#### Exercise details
Your task is to filter the data below down to the lines holding "light".

#### Supplied material
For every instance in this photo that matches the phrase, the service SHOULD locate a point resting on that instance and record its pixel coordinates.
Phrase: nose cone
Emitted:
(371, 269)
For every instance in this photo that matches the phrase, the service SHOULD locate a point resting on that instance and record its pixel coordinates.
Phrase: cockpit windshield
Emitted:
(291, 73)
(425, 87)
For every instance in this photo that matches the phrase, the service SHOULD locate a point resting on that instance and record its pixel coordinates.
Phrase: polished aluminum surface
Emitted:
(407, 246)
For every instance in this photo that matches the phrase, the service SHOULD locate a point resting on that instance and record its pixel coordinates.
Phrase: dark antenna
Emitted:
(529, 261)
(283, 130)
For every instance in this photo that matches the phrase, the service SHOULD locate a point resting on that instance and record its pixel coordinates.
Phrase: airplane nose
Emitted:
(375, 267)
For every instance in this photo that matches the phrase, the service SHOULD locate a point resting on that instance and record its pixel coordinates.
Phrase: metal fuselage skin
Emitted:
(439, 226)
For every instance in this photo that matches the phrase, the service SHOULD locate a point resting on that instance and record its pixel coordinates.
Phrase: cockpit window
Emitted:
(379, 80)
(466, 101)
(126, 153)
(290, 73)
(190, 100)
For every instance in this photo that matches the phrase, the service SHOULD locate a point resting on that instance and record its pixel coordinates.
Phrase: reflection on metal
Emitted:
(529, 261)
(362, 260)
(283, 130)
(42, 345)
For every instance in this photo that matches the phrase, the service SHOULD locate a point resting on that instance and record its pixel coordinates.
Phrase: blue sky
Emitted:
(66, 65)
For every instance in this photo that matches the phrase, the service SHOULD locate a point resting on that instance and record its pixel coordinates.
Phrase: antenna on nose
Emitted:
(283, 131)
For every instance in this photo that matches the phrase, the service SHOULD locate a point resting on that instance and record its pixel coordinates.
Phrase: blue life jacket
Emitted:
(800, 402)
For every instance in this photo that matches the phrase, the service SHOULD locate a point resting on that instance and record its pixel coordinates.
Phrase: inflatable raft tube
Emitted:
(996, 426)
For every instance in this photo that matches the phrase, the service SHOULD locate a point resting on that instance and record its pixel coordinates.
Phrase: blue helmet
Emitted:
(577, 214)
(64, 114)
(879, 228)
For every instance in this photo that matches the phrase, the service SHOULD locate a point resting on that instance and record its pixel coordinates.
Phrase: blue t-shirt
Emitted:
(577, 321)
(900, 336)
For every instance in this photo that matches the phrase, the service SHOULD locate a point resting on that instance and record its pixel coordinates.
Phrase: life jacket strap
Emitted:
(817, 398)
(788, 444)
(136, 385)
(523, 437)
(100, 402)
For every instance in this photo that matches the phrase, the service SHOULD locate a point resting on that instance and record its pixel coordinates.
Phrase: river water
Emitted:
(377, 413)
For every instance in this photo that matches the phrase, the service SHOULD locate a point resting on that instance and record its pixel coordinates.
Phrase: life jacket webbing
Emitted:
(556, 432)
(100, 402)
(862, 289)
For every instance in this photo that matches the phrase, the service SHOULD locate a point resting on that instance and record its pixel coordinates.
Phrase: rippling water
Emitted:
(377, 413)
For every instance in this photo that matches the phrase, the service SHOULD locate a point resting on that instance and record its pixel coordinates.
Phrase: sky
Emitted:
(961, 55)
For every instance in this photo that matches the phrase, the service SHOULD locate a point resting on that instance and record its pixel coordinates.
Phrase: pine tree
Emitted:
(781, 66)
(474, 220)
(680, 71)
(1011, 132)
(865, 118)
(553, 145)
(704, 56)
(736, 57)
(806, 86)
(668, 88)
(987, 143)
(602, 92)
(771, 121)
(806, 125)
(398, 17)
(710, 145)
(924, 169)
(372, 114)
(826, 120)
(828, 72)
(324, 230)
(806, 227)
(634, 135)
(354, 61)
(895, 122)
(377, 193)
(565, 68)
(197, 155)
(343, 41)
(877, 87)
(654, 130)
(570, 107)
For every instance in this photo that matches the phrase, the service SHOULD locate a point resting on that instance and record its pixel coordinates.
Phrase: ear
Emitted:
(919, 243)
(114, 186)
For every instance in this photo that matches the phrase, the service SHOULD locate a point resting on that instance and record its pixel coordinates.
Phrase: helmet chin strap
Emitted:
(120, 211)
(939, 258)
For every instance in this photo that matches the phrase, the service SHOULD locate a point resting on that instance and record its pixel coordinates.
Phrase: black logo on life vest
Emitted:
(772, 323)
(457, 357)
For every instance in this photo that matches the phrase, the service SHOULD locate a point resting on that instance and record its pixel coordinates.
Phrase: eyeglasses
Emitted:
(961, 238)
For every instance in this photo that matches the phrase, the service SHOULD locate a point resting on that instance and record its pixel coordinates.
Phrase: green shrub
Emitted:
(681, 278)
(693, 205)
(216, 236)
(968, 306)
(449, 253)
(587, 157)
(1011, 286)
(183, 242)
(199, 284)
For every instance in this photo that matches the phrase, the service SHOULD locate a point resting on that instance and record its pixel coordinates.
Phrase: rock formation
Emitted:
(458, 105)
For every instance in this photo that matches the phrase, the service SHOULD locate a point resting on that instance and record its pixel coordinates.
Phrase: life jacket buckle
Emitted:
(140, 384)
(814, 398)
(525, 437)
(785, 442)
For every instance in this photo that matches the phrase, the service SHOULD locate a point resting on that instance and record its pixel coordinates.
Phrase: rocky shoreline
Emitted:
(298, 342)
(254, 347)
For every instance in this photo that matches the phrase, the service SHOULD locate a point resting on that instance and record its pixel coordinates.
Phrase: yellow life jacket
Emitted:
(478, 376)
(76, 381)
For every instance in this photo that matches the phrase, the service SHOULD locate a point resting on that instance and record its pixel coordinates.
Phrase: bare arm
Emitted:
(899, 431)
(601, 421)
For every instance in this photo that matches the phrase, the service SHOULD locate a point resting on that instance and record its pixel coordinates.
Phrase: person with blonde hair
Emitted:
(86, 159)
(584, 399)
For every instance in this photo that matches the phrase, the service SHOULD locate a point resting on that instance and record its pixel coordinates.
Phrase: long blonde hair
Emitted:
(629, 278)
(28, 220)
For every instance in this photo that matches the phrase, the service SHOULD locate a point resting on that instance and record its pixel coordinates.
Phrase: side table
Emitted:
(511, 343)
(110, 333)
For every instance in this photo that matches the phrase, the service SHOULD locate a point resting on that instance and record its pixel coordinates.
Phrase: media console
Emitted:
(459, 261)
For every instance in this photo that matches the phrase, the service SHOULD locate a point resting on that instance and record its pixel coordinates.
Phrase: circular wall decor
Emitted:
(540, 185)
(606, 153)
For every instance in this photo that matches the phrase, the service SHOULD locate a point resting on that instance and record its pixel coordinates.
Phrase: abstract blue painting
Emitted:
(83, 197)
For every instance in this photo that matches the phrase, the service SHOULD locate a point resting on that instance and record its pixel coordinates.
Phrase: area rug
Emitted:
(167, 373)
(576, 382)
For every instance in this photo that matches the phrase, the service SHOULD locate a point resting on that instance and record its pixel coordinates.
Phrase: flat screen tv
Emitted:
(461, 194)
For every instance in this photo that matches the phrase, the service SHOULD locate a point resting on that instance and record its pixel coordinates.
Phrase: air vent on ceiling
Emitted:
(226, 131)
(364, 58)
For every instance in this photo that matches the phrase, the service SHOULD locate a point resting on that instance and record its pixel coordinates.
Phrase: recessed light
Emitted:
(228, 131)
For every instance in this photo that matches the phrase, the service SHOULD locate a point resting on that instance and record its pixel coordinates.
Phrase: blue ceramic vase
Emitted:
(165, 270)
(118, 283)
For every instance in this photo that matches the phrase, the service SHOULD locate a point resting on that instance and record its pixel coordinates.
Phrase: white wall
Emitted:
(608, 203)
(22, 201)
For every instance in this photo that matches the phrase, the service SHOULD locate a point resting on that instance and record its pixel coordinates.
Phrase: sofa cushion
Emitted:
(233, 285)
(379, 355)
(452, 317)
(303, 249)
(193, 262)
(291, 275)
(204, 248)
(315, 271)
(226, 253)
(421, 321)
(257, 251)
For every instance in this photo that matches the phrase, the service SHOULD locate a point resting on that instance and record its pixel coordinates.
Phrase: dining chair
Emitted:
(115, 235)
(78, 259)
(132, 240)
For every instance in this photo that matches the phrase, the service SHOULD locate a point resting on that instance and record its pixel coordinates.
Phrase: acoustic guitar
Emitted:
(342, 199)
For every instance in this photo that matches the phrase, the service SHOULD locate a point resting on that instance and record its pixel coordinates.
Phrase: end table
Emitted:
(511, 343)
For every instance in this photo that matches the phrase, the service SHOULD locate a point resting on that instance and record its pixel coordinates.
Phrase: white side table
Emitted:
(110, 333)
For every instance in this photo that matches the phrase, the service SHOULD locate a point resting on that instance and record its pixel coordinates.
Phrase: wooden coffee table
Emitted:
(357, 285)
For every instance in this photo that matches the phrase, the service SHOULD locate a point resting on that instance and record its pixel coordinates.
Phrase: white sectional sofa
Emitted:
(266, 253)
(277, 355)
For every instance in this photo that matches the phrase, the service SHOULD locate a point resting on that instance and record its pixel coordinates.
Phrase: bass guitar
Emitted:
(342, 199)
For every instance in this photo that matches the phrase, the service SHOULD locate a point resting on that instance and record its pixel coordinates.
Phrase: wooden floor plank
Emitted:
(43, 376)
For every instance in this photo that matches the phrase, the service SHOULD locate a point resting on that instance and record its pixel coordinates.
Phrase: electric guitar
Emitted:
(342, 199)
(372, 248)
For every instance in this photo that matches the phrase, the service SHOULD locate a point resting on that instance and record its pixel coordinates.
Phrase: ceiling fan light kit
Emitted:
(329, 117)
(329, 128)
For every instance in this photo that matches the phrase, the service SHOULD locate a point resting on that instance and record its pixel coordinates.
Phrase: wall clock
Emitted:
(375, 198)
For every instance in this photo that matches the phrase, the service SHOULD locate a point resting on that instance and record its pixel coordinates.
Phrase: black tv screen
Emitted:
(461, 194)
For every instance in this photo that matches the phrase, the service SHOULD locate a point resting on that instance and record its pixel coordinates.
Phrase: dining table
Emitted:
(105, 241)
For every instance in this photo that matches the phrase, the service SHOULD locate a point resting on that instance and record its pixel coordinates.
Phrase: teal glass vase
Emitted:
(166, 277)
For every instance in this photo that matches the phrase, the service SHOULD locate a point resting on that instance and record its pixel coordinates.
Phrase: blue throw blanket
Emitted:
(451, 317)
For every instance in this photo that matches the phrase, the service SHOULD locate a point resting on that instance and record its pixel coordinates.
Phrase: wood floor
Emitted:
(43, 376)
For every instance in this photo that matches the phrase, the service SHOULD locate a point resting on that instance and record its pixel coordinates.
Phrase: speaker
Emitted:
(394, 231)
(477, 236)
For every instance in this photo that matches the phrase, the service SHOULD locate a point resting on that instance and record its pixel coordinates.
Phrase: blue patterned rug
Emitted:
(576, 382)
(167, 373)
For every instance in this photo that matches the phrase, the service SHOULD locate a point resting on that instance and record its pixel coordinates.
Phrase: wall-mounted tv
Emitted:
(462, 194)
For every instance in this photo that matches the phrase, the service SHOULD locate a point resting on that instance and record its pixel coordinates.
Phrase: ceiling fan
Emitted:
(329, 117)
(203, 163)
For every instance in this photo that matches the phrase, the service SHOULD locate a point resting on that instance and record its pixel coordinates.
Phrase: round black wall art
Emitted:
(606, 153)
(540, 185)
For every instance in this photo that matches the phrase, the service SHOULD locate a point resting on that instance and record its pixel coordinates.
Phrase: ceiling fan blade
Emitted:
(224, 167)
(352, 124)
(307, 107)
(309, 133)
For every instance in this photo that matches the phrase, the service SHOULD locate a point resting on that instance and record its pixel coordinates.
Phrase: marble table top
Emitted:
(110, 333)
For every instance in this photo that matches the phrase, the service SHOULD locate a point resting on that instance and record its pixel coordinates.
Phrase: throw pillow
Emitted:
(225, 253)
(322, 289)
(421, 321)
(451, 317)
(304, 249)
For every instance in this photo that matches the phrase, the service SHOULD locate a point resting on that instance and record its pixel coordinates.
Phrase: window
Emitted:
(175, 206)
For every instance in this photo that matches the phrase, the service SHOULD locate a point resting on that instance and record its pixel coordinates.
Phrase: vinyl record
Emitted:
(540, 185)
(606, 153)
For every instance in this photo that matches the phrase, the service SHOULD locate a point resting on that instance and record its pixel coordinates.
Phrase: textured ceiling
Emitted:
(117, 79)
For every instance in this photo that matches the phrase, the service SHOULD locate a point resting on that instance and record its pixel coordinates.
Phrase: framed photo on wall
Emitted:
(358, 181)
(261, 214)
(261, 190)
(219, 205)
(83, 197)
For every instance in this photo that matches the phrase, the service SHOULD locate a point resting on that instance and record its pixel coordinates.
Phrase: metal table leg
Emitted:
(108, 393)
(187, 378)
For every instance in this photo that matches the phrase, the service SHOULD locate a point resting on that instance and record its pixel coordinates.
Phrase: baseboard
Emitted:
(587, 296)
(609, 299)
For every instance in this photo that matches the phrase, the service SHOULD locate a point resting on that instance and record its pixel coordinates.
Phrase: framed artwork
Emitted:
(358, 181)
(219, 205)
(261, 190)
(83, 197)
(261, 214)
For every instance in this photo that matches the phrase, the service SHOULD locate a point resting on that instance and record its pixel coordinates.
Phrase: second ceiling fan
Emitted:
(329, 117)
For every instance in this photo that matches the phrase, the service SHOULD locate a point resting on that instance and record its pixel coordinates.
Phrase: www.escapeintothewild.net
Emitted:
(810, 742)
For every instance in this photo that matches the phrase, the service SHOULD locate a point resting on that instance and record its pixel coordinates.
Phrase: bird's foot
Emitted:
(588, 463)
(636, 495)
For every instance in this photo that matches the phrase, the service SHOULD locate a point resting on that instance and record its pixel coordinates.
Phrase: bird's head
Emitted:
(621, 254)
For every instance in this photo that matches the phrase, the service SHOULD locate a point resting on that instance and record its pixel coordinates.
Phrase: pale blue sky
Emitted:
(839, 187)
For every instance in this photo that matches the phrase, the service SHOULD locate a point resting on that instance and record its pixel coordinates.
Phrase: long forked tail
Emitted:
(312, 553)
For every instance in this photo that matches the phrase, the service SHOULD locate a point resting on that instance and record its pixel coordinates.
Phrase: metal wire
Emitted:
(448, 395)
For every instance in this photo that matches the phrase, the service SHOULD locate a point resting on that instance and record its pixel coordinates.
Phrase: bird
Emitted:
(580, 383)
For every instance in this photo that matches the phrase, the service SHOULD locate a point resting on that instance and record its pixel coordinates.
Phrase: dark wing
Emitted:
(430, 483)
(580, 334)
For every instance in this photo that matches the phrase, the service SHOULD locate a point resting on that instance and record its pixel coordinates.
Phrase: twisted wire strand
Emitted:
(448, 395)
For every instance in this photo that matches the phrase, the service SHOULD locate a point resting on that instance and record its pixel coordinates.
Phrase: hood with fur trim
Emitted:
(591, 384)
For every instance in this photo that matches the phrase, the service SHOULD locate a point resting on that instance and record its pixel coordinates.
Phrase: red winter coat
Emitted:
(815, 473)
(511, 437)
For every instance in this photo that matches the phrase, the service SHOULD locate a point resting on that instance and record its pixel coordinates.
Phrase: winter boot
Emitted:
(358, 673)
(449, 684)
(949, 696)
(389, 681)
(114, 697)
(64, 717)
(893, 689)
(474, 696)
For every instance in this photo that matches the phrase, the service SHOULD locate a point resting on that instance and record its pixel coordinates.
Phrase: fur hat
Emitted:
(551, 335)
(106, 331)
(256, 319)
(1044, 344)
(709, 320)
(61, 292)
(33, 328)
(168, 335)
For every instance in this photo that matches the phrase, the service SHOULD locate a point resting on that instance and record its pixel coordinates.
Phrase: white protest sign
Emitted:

#### Response box
Phrase: recessed light
Phrase: ceiling fan light kit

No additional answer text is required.